About this task —
Answer these questions from the abstract on temporal lobe volume in psychosis spectrum youths:
1. How many psychosis spectrum adolescents had their temporal lobe regional volumes measured?
2. Which measures were the only ones that distinguished all 3 groups?
3. What was amygdala volume decrement correlated with?

Text shown —
'''
Temporal Lobe Volume Decrements in Psychosis Spectrum Youths.

Author information

1
Department of Psychiatry, Neuropsychiatry Division, Perelman School of Medicine, University of Pennsylvania, Philadelphia, PA, USA.
2
Department of Radiology, Perelman School of Medicine, University of Pennsylvania, Philadelphia, PA, USA.
3
Smell and Taste Center, Department of Otorhinolaryngology-Head and Neck Surgery, Perelman School of Medicine, University of Pennsylvania, Philadelphia, PA, USA.

Abstract

Structural brain abnormalities have been amply demonstrated in schizophrenia. These include volume decrements in the perirhinal/entorhinal regions of the ventromedial temporal lobe, which comprise the primary olfactory cortex. Olfactory impairments, which are a hallmark of schizophrenia, precede the onset of illness, distinguish adolescents experiencing prodromal symptoms from healthy youths, and may predict the transition from the prodrome to frank psychosis. We therefore examined temporal lobe regional volumes in a large adolescent sample to determine if structural deficits in ventromedial temporal lobe areas were associated, not only with schizophrenia, but also with a heightened risk for psychosis. Seven temporal lobe regional volumes (amygdala [AM], hippocampus, inferior temporal gyrus, parahippocampal gyrus, superior temporal gyrus, temporal pole, and entorhinal cortex [EC]) were measured in 386 psychosis spectrum adolescents, 521 adolescents with other types of psychopathology, and 359 healthy adolescents from the Philadelphia Neurodevelopment Cohort. Total intracranial and left EC volumes, which were both smallest among the psychosis spectrum, were the only measures that distinguished all 3 groups. Left AM was also smaller in psychosis spectrum compared with healthy subjects. EC volume decrement was strongly correlated with impaired cognition and less robustly associated with heightened negative/disorganized symptoms. AM volume decrement correlated with positive symptoms (persecution/special abilities). Temporal lobe volumes classified psychosis spectrum youths with very high specificity but relatively low sensitivity. These MRI measures may therefore serve as important confirmatory biomarkers denoting a worrisome preclinical trajectory among at-risk youths, and the specific pattern of deficits may predict specific symptom profiles.
'''
Saved entries
'''
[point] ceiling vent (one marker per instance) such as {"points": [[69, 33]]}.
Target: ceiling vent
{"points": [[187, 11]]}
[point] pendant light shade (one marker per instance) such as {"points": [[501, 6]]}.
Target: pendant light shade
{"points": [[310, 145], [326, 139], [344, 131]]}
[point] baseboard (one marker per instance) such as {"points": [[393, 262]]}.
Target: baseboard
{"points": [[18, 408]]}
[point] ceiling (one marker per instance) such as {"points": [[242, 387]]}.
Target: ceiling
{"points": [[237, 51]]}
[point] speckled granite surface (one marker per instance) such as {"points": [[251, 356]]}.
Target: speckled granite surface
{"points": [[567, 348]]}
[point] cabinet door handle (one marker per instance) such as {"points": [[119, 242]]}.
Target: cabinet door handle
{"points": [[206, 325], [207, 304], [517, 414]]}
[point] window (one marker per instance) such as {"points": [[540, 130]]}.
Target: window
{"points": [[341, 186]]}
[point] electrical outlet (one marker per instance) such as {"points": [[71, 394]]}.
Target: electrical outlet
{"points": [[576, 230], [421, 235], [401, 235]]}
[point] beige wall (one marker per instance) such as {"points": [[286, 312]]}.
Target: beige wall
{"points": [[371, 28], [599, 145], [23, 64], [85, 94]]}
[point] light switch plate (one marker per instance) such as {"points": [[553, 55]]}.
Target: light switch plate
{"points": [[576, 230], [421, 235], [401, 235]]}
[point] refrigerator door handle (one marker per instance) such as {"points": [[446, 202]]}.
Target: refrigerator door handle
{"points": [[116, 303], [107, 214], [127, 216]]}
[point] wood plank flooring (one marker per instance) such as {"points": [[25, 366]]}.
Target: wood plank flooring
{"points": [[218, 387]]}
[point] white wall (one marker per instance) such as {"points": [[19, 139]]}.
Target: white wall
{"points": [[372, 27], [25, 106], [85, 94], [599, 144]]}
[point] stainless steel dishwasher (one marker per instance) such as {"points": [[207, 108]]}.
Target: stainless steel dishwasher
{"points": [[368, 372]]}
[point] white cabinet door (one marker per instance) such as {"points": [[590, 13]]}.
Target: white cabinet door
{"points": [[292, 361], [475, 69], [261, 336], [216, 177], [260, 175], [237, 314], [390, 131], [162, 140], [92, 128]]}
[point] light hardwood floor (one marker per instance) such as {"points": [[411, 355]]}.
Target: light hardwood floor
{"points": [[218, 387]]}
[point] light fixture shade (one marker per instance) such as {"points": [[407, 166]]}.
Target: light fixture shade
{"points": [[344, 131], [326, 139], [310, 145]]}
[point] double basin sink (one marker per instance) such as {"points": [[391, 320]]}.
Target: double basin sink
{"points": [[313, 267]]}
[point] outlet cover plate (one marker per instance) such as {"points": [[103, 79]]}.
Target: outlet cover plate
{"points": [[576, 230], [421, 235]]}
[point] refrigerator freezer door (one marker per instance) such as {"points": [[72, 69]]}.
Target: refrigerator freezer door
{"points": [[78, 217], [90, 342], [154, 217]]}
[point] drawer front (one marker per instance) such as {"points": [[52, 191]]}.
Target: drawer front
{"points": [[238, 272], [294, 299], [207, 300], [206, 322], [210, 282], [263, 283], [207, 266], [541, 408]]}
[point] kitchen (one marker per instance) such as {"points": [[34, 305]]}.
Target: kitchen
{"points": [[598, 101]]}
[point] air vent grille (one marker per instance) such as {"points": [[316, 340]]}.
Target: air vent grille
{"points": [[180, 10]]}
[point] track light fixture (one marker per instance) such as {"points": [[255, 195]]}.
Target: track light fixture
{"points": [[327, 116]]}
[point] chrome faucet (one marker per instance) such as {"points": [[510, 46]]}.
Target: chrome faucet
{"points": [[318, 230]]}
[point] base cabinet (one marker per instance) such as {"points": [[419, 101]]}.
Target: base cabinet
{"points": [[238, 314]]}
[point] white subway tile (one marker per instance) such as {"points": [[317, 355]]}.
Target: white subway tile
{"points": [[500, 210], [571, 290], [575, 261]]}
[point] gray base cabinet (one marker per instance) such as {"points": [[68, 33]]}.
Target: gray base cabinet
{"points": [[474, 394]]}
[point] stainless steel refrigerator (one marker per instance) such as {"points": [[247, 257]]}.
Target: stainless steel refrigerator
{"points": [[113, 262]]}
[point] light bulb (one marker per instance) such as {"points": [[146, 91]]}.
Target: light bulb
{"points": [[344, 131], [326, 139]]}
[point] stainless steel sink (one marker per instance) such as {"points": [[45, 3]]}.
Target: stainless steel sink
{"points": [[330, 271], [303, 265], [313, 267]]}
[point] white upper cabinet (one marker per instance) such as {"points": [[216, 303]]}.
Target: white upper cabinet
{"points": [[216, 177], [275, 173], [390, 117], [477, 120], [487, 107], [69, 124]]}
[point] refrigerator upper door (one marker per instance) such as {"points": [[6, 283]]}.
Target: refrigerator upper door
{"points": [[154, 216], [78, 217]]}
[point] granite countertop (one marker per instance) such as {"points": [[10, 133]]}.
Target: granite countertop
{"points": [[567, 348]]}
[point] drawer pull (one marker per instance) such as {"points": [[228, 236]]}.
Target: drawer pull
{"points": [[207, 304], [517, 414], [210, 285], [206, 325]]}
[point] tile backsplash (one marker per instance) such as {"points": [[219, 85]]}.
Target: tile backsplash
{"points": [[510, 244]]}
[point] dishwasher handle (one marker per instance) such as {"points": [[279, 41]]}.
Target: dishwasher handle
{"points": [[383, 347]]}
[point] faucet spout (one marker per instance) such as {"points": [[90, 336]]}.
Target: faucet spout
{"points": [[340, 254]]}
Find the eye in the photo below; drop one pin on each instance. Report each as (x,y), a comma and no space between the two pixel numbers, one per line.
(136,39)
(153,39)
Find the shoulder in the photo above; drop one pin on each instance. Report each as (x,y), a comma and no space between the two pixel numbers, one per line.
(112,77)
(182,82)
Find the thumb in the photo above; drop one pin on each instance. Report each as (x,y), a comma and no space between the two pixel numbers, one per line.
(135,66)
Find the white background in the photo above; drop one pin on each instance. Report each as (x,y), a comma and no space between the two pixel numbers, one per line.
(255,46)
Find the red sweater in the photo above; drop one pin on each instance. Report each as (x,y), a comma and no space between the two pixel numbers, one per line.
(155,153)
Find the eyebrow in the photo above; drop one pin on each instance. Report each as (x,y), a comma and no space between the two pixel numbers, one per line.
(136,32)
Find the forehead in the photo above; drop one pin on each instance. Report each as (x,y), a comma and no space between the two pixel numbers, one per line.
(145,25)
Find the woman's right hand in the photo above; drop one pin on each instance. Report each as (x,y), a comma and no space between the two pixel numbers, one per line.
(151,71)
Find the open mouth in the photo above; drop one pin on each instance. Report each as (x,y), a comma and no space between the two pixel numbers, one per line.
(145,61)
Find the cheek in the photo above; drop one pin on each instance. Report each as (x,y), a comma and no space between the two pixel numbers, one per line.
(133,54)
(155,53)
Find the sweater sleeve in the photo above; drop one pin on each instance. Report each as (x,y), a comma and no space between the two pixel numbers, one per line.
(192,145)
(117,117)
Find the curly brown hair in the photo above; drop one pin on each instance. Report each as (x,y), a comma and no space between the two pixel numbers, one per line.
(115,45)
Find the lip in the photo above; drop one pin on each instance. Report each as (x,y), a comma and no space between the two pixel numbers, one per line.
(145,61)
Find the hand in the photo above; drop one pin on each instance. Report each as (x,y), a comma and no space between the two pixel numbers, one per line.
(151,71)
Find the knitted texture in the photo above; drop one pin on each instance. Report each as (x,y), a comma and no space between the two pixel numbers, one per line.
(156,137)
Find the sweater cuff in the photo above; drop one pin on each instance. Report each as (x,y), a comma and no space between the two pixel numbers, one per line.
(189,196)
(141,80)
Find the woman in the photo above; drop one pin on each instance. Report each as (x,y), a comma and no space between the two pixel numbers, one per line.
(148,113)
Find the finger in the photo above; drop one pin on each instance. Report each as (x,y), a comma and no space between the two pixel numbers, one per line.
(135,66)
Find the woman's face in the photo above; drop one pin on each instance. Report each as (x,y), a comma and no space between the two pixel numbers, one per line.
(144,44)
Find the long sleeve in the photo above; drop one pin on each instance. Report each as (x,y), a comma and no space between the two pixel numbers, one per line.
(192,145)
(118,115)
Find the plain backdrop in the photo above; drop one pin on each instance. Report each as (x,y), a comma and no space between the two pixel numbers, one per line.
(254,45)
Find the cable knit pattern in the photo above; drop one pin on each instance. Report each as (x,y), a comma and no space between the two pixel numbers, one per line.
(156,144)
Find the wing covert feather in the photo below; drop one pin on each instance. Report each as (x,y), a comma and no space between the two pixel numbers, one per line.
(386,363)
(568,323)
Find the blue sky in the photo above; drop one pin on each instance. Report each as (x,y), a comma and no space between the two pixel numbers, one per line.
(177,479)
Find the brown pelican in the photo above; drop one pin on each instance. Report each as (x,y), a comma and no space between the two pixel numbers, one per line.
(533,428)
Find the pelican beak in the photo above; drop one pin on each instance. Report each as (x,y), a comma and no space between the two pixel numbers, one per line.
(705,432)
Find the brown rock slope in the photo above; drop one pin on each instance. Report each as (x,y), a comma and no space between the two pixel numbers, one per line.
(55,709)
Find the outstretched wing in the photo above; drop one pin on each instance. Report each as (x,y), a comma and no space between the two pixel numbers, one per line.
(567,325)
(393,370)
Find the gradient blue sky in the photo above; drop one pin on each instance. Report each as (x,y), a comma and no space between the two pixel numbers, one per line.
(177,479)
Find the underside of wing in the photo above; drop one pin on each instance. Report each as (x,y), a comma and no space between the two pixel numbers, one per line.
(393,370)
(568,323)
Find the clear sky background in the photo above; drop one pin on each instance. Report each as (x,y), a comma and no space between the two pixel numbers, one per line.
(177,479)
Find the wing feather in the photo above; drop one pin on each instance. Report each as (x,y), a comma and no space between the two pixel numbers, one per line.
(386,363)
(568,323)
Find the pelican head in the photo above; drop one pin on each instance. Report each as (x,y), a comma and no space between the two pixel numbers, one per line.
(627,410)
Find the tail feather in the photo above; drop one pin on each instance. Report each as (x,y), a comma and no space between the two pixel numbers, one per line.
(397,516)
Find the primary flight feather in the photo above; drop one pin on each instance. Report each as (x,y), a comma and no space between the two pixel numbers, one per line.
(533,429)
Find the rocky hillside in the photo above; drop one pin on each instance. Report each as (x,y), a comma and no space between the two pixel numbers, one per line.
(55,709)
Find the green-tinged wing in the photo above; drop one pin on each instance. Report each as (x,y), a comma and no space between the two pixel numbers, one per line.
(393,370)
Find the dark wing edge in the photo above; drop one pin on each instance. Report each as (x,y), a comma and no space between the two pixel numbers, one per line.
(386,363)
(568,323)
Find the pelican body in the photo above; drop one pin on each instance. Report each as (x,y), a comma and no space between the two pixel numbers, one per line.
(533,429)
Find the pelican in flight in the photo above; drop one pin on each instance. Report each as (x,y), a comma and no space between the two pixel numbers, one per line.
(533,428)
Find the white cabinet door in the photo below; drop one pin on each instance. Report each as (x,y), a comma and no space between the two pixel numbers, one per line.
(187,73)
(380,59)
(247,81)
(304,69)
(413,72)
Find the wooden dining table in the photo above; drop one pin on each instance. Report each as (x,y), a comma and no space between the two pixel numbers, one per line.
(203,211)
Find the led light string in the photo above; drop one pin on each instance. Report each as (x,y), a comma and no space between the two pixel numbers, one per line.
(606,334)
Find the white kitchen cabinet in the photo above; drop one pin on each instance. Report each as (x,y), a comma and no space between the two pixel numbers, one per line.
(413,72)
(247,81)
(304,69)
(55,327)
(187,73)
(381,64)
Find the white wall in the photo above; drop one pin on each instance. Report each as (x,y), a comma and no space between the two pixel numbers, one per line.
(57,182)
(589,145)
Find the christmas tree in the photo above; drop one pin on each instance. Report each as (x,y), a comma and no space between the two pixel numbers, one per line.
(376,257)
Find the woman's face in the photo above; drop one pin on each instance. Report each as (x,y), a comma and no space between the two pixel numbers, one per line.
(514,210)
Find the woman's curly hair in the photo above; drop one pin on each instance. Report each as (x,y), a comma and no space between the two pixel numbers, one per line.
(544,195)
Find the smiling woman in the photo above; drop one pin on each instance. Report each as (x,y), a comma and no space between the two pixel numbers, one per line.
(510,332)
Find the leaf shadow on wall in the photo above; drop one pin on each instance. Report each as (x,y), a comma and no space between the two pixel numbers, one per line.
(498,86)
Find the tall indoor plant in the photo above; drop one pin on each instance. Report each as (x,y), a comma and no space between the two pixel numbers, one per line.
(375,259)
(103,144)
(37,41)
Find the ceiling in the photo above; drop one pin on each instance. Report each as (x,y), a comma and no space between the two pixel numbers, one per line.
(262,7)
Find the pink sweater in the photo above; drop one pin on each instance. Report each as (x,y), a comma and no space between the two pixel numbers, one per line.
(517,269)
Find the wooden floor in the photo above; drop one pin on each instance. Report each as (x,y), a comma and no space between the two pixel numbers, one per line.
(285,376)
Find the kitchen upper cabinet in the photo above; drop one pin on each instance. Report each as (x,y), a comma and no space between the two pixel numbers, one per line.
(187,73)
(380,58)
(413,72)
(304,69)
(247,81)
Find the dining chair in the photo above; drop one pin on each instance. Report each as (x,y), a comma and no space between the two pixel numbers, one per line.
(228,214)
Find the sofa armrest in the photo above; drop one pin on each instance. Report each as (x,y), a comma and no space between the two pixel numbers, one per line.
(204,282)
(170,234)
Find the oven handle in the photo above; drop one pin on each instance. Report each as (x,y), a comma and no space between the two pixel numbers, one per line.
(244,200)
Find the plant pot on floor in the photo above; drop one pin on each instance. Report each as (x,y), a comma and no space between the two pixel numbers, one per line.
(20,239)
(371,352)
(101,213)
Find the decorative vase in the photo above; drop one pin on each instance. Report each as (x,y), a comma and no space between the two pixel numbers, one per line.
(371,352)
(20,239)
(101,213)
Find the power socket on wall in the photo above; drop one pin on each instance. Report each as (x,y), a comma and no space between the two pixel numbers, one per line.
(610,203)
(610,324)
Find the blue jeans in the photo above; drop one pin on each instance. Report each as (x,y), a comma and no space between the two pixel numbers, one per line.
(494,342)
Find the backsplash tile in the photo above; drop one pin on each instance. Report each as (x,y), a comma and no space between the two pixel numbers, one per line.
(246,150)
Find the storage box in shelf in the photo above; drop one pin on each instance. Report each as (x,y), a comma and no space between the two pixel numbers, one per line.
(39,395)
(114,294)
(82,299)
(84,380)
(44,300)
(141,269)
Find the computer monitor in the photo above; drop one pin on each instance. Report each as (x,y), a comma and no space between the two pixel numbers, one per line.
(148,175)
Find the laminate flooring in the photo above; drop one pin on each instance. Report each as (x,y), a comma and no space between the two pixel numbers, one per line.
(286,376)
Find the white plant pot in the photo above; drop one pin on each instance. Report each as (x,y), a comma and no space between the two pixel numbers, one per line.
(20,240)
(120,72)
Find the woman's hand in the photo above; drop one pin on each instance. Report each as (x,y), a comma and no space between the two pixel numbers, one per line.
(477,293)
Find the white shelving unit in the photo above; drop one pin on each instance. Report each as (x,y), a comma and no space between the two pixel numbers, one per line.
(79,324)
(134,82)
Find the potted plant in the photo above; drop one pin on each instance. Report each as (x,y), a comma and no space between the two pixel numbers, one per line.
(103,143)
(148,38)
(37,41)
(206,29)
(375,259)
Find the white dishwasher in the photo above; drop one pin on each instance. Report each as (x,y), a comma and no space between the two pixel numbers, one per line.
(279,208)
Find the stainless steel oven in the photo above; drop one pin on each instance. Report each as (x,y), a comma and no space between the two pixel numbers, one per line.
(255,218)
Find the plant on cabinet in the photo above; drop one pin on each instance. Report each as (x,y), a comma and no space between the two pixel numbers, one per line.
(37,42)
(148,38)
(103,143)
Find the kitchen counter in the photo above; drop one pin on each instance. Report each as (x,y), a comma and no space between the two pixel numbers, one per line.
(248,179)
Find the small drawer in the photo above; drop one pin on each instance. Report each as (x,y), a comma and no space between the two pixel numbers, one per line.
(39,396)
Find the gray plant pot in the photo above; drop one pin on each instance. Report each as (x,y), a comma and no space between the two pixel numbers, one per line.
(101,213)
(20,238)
'''
Answer —
1. 386
2. Total intracranial and left entorhinal cortex (EC) volumes
3. Positive symptoms (persecution/special abilities)